Using the notes on the surgery pain models below, decide whether each statement agrees with the text, answering yes or no and quoting the deciding words: (a) anxiety before surgery was rated on a scale from 0 to 100; (b) the final models contain the same variables for every type of surgery; (c) the HADS anxiety score was taken after surgery.
[Exercise text — start]
Data are presented as odds ratio (95% confidence interval).

The LASSO regression technique selects only relevant predictors for each type of surgery and thus there are different variables in the final models for each type of surgery.

HADS, Hospital Anxiety and Depression Score; IPO, International Pain Outcome questionnaire; PCS, Pain Catastrophising scale score before surgery; POD, postoperative day.

Anxiety scale: anxiety before surgery on measured on a scale from 0 (not anxious at all) to 100 (extremely anxious).

Average pain POD1, POD3, POD7: average pain intensity on postoperative day 1, day3, and day 7 from BPI questionnaire question ‘How intense was your pain on average during the last 24 h’.

HADS anxiety: anxiety score on HADS questionnaire before surgery.

HADS depression: depression score on HADS questionnaire before surgery.

IPO intensity: pain intensity before surgery International Pain Outcome questionnaire.

Number of sites: number of sites of pre-operative pain on BPI.
[Exercise text — finish]
[Information shown — start]
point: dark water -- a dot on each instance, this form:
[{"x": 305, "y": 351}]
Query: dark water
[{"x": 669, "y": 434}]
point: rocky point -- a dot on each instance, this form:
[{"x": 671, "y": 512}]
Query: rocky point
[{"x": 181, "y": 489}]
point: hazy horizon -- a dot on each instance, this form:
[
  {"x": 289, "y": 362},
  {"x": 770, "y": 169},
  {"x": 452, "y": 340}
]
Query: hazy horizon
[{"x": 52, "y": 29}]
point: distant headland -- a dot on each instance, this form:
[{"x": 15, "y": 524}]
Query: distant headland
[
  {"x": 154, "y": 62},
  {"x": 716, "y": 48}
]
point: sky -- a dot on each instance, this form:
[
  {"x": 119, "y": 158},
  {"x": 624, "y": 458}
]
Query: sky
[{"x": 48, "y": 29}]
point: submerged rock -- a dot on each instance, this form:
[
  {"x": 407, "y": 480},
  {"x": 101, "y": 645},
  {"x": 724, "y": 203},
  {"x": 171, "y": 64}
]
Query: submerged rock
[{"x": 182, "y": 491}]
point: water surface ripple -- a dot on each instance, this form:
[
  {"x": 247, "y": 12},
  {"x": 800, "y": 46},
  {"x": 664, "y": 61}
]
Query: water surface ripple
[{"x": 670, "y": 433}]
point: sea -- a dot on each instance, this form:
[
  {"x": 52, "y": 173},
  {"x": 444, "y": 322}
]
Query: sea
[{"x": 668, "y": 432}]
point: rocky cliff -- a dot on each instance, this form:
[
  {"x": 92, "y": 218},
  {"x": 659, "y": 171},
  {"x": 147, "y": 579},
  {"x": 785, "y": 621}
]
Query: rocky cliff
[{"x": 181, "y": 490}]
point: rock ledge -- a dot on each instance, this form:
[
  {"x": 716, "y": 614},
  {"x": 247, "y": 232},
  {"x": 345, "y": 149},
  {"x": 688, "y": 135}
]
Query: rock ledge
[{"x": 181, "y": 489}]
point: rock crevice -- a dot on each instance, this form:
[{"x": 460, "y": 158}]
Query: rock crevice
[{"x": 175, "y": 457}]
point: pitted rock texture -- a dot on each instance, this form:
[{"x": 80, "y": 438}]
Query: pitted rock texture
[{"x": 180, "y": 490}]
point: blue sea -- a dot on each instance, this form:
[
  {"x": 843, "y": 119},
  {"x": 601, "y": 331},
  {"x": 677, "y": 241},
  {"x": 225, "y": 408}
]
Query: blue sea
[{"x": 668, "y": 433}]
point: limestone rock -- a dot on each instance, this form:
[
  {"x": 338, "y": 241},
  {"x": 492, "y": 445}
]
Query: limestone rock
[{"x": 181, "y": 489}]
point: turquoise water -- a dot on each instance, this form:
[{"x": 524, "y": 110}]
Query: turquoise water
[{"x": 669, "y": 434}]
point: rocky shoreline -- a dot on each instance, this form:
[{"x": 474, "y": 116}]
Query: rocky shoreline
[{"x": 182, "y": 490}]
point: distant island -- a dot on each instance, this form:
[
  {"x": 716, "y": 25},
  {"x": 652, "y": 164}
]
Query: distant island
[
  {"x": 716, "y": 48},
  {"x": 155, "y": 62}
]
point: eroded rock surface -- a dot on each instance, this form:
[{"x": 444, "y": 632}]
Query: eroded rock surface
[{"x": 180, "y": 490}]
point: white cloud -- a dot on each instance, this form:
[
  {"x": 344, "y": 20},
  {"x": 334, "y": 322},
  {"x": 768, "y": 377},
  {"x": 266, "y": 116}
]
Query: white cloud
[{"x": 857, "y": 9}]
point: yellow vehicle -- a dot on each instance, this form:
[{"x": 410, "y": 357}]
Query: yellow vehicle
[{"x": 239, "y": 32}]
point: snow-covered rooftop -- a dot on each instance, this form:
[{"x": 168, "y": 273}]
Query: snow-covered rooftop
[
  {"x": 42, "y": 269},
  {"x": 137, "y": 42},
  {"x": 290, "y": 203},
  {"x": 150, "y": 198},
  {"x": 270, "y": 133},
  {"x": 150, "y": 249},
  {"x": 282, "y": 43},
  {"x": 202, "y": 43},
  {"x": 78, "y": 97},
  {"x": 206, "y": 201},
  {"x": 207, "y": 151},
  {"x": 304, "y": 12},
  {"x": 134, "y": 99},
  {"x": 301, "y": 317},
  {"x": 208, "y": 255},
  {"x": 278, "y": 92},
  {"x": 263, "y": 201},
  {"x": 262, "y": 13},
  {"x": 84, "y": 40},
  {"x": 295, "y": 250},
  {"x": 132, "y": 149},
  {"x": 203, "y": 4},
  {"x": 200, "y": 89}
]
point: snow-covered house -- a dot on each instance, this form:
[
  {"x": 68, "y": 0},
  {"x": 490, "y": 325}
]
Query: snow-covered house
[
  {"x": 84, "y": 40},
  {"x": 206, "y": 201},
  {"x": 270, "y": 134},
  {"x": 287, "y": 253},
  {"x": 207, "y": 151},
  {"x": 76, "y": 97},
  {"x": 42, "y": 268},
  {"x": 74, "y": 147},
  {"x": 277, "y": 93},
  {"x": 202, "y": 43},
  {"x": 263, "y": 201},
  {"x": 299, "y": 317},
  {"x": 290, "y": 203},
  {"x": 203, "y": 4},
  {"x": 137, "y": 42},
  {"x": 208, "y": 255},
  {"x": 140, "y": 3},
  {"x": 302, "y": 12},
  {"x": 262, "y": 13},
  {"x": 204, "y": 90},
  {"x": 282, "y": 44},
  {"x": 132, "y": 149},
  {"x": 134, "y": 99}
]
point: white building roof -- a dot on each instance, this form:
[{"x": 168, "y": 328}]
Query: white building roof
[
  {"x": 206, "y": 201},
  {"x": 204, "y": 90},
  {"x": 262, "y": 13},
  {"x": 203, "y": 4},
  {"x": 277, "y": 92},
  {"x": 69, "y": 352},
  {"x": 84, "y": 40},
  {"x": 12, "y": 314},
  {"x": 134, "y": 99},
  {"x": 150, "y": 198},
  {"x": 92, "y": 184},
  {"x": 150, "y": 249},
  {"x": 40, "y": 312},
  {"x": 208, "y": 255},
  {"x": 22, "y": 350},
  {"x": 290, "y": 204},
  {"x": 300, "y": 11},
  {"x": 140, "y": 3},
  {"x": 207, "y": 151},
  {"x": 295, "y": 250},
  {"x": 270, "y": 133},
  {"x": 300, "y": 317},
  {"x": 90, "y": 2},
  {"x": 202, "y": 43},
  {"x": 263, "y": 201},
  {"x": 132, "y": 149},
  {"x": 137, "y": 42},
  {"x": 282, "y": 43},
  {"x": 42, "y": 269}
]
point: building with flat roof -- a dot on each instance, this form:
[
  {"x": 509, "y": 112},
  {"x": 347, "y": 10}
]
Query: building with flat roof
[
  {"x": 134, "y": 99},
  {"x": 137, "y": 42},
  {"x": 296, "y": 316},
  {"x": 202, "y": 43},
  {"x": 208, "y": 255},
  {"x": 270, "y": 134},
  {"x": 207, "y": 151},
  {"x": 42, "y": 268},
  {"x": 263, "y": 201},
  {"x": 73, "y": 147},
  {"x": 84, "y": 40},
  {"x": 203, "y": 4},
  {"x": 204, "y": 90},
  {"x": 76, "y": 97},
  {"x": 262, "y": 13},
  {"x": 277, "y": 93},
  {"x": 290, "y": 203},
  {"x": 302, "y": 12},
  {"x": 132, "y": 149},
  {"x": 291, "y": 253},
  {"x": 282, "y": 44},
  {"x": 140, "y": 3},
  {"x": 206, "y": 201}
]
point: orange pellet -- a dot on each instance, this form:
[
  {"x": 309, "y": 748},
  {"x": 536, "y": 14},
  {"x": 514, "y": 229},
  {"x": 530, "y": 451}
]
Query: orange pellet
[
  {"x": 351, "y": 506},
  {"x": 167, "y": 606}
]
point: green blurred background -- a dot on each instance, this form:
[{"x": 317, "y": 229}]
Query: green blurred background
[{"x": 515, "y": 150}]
[Information shown — finish]
[Information shown — start]
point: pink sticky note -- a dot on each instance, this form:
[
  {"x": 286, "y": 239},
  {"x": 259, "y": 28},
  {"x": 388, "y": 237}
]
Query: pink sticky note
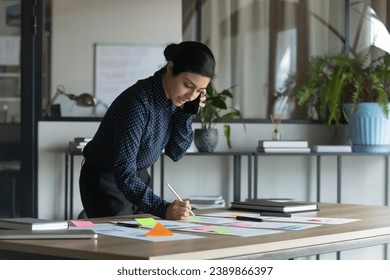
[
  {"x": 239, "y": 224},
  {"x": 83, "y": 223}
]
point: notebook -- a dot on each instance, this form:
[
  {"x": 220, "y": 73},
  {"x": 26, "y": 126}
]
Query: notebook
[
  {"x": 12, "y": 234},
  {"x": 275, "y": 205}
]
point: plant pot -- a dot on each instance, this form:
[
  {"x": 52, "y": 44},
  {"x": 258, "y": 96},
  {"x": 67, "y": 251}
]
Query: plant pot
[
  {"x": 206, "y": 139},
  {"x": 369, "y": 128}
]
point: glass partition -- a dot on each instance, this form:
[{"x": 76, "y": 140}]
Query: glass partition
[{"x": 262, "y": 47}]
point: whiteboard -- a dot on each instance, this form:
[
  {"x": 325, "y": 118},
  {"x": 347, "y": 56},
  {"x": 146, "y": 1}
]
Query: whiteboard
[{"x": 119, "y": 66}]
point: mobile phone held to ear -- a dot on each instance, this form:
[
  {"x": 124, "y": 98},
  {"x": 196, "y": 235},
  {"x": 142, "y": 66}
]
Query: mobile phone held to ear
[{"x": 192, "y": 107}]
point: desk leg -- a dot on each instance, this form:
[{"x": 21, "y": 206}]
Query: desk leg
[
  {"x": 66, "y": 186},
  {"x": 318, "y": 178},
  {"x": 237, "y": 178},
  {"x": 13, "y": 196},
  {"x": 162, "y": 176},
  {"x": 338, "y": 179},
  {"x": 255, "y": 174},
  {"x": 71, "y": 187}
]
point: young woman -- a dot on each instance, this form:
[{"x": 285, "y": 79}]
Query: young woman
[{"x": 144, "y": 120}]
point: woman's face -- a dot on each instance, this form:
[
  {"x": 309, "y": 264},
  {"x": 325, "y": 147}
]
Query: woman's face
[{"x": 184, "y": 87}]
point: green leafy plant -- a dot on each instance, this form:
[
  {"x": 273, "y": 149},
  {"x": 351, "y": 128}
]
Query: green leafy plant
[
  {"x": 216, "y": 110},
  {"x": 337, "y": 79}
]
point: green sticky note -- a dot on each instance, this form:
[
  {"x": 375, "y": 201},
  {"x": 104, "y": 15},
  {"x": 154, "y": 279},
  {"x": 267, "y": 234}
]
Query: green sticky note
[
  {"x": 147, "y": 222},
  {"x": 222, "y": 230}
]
[Information shown — finish]
- [Solution]
(a) Yes: "measured on a scale from 0 (not anxious at all) to 100 (extremely anxious)"
(b) No: "there are different variables in the final models for each type of surgery"
(c) No: "anxiety score on HADS questionnaire before surgery"